SUPPLIED INFORMATION:

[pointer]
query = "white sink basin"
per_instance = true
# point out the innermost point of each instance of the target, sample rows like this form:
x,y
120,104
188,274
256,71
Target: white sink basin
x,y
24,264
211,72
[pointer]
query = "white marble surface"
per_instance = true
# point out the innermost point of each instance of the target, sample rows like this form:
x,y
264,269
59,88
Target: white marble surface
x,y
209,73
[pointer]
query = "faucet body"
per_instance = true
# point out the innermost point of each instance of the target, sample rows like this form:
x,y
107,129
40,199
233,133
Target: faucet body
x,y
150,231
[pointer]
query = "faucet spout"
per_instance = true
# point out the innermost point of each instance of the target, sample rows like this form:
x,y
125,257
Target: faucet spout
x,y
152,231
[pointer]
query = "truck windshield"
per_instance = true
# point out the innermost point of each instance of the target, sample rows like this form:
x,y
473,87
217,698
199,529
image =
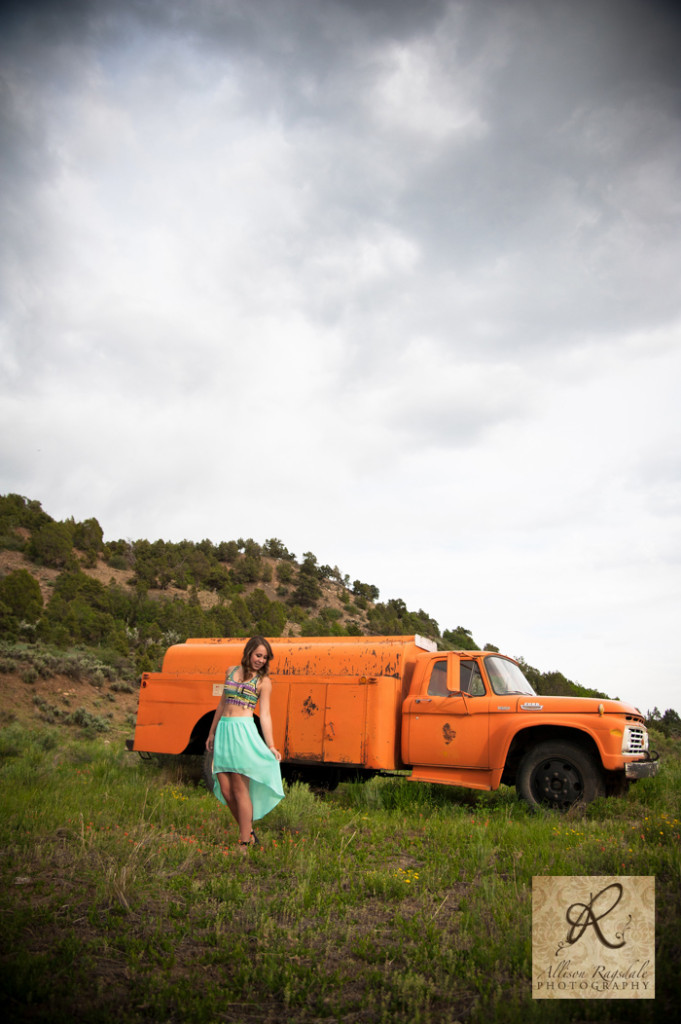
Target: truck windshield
x,y
506,677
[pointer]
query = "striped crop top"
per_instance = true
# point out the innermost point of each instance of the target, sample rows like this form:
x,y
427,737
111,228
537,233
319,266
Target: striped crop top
x,y
241,694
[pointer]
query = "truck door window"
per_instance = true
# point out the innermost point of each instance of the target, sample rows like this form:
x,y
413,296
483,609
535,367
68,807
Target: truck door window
x,y
437,684
507,678
471,680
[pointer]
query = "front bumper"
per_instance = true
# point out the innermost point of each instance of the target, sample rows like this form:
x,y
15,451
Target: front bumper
x,y
641,769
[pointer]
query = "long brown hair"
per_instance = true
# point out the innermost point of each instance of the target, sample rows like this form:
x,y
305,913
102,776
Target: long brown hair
x,y
252,645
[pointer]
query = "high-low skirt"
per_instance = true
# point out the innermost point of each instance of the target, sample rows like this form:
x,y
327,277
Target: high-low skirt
x,y
239,749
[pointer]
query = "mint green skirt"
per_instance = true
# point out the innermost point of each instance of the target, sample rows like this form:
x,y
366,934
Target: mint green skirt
x,y
239,749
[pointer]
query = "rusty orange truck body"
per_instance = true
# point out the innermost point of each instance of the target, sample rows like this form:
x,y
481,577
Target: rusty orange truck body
x,y
389,704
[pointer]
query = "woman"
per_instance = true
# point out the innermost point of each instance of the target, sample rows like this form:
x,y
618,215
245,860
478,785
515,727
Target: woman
x,y
246,772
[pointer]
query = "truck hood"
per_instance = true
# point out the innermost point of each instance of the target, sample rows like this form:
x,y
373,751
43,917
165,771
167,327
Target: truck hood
x,y
569,706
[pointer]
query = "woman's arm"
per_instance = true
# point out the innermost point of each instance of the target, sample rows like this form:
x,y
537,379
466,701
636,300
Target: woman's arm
x,y
265,716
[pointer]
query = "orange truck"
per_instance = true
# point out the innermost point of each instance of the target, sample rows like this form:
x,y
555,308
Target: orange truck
x,y
353,706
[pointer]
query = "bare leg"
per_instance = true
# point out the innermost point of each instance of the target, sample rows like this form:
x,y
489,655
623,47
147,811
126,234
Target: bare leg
x,y
237,796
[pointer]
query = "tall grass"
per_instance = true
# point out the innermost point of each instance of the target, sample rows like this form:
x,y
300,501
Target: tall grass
x,y
124,895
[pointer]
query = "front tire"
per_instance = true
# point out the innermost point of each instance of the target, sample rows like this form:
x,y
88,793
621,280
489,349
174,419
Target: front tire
x,y
559,775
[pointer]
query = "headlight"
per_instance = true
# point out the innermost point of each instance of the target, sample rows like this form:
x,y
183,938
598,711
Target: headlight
x,y
635,739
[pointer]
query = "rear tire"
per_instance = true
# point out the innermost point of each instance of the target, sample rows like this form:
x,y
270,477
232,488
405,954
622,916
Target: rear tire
x,y
559,775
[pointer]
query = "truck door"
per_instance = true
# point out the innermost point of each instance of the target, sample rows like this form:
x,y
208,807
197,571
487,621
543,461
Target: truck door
x,y
447,724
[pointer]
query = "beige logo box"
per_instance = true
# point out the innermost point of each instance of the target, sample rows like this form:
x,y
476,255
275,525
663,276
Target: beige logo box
x,y
593,937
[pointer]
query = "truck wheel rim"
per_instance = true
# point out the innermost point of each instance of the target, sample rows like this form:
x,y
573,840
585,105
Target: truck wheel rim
x,y
558,782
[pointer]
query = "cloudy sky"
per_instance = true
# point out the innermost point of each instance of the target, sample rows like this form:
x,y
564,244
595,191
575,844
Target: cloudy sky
x,y
393,281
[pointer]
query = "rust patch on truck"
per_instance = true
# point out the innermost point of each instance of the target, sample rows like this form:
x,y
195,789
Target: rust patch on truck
x,y
449,733
309,707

TO BE DONE: How many lines in the material contain the string "mint", with case counting? Reply with the number alone.

RESPONSE: 2